→ Fragmento citado:
La ramplona cosmovisión conservadora


La ramplona cosmovisión conservadora

Raúl Prada Alcoreza











La ideología, la máquina de la fetichización, ha sustituido a la religión en la modernidad. Lo que fue promesa de salvación, el ingreso al reino de los cielos se convirtió en la promesa política en el reino terrenal. La ideología reduce el mundo efectivo al mundo de las representaciones; una vez que lo hace, reduce el mundo de las representaciones al esquematismo dual de amigo/enemigo. La política se define en función del enemigo. Ahora bien, hay toda clase de ideologías; hablando sólo de las ideologías políticas, incluso económicas, podemos mencionar a una gama que se mueve desde las pretensiones vanguardistas hasta las que se expresan ingenuamente como partidarias de las “tradiciones sagradas” y profundamente nacionales. Respondiendo a la arqueología de la ideología, podemos decir que las ideologías vanguardistas parecen más elaboradas, incluso algunas de ellas, las más radicales, se presentan como crítica de la ideología. En cambio, las ideologías más próximas a los prejuicios más recalcitrantes se encuentran menos elaboradas; asumen sus prejuicios como indiscutibles verdades, solo cuestionadas por endemoniados radicales.

El conservadurismo recalcitrante latinoamericano parte de una raíz constitutiva de su cosmovisión, esta raíz es la conquista y el colonialismo; considera que estos fueron momentos constitutivos civilizatorios, que incorporaron al quinto continente y sus poblaciones al mundo civilizado. Si bien, ocurre algo parecido con la vertiente liberal latinoamericana, la diferencia radica en que los conservadores no son partidarios, en el fondo de su imaginario vernácular, de la república, obviamente de la democracia. En cambio, los liberales se propusieron como meta histórica jurídico-política la república y el Estado de Derecho; además aceptaron como nacimiento del Estado-moderno la independencia respecto de la Corona colonial.  No vamos a volver a tocar el tema de la colonialidad, como continuidad de dominación colonial en los regímenes liberales; ya lo hicimos en otros ensayos. Lo que interesa ahora, es concentrarse en la forma ideológica conservadora, sobre todo, en la más recalcitrante, puesto que, en la actualidad, esta forma ideológica ha retornado.

El mundo para la ideología conservadora es simple, se oponen valores sagrados a la suspensión de los valores de lo que ellos consideran que es el “comunismo”, el proyecto que se apropia del bien ajeno, de la propiedad privada. Es más, para ellos, enfrentan la religión, que se les antoja que es como la consagración de sus riquezas, al ateísmo, que consideran que es la monstruosa declaración de guerra a Dios. Estos defensores de la fe cristiana, extrañamente, son los más propensos a la guerra contra los infieles e impíos, contra el “comunismo”, olvidando que el cristianismo primario hizo ejercicio de la comunión, del vivir en común y compartir lo común. Entonces, su “cristianismo” es, mas bien, una versión cesarista, una versión tardía, es decir, moderna, de la institucionalidad cristiana que se constituye con el emperador Flavio Valerio Aurelio Constantino. Su práctica religiosa cristiana consiste en hacer la guerra a todo lo que consideran que es “comunismo”, que no es otra cosa que la efervescencia de sus miedos soterrados y horrores fantasmales.

→ Material entregado:

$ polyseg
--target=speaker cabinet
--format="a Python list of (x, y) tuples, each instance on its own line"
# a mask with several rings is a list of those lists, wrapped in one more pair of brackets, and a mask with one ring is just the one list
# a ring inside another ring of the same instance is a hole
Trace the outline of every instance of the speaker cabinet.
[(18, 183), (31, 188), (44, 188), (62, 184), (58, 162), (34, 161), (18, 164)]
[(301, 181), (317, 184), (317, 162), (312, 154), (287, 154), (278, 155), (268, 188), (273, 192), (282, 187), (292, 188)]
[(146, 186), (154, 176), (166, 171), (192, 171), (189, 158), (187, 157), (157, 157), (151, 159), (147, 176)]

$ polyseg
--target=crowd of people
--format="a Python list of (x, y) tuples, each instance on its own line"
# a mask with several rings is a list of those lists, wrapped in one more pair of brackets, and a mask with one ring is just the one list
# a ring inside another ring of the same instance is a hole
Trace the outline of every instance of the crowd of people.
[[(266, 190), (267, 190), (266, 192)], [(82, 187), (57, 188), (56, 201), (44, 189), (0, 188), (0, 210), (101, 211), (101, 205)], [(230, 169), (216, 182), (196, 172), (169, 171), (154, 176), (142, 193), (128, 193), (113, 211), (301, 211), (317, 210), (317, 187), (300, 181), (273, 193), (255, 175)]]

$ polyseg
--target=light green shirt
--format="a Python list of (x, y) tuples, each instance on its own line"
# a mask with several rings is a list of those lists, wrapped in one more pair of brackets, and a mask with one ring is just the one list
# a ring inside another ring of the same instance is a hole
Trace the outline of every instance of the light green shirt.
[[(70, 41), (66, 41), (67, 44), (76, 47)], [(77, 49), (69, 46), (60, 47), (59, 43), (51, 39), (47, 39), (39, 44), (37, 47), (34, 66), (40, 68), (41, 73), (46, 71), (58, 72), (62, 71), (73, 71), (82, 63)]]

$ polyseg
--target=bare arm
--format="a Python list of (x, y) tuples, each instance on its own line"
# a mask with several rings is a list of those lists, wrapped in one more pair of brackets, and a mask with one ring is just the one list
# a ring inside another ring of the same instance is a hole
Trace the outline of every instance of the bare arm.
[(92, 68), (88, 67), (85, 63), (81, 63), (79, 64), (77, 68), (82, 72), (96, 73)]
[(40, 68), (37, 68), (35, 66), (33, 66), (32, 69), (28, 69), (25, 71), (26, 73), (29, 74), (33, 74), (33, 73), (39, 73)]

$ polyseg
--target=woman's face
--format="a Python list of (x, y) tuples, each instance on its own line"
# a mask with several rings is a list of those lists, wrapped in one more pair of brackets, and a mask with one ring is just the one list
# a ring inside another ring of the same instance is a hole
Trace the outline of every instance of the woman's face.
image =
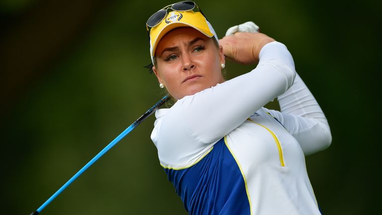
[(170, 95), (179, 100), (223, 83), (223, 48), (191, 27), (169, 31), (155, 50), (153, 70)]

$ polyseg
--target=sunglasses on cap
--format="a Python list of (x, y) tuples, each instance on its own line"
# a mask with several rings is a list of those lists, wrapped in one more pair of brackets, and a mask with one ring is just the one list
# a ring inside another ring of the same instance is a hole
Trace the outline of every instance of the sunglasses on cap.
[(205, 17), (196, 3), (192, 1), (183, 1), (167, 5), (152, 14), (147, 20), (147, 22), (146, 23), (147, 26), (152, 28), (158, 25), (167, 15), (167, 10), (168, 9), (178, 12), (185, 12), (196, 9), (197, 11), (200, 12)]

→ Consignas de trabajo:
**a)** Enumera, sin repetir ninguna, las expresiones que el texto sobre la cosmovisión conservadora pone entre comillas.
**b)** Prosigue el texto sobre la cosmovisión conservadora a partir de su última oración.

→ Respuestas del ejercicio:
**a)**
- tradiciones sagradas
- comunismo
- cristianismo

**b)**
En el sistema-mundo capitalista y colonial, el eje articulador de la urdimbre de este mundo es lo que llamamos la economía política colonial, que diferencia hombre blanco de hombre de color, valorizando al hombre blanco como ideal de la civilización, desvalorizando al hombre de color como residuo pre-moderno.  En el continente, este esquematismo dual de la economía política colonial ha calado en los huesos de las oligarquías regionales. Se consideran la jerarquía social, económica, política y cultural por excelencia; aunque no quede claro su aporte económico, político y cultural, salvo la apropiación de territorios de las naciones y pueblos indígenas; la pretendida “nobleza” de expropiadores de bienes comunales, mediante el exterminio de pueblos indígenas; salvo la ultramontana concepción de la cultura, reducida al oscurantismo medieval.

Se puede decir que la ideología conservadora no ha evolucionado, usando este termino discutible, empero ilustrativo. En el fondo, sigue creyendo que la guerra contra el “comunismo” es una guerra contra los infieles, con lo que devela su substrato compulsivo inquisidor. Incluso no ha evolucionado argumentativamente; el estilo de sus argumentos es ingenuo y simplón. La lucha política es contra los malos de la película; lucha donde los buenos aparecen como los ángeles exterminadores. Estos ángeles exterminadores se invisten como caballeros, no de la triste figura, que por lo menos sería optar por una ironía literaria, sino de la figura de epopeya de jinetes del apocalipsis. Pelean contra monstruos y monstruosidades, como la homosexualidad, el lesbianismo, las opciones sexuales, el aborto; a quienes caen en estas morbosidades endemoniadas hay que exterminarlos. También, en la contemporaneidad, declaran la guerra a la corrupción, como si los gobiernos conservadores, anteriores a los gobiernos liberales, no hubieran caída en la corrupción o no hubieran iniciado la genealogía de la corrupción, que data de la historia colonial.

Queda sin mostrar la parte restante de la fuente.